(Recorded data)
————

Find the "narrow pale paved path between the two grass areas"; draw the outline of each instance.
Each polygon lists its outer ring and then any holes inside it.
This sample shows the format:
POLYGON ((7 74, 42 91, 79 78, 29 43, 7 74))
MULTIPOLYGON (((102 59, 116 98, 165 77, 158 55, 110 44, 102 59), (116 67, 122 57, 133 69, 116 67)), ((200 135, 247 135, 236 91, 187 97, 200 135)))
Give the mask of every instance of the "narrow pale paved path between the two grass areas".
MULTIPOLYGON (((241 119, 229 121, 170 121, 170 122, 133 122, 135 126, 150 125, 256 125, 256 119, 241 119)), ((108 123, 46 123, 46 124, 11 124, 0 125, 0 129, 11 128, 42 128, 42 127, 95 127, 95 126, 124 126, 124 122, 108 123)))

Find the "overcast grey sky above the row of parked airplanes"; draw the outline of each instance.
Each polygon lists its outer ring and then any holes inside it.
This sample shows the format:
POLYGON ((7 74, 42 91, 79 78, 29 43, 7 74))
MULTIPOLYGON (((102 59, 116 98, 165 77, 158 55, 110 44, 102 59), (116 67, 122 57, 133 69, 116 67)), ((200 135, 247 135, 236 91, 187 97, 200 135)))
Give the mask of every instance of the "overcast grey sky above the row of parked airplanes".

————

EXERCISE REQUIREMENTS:
Look through the entries, and return every line that the word "outline" appears in.

RESPONSE AREA:
Find the "narrow pale paved path between the two grass areas"; draw the outline of each instance.
Find the "overcast grey sky above the row of parked airplanes"; draw the outline of each instance.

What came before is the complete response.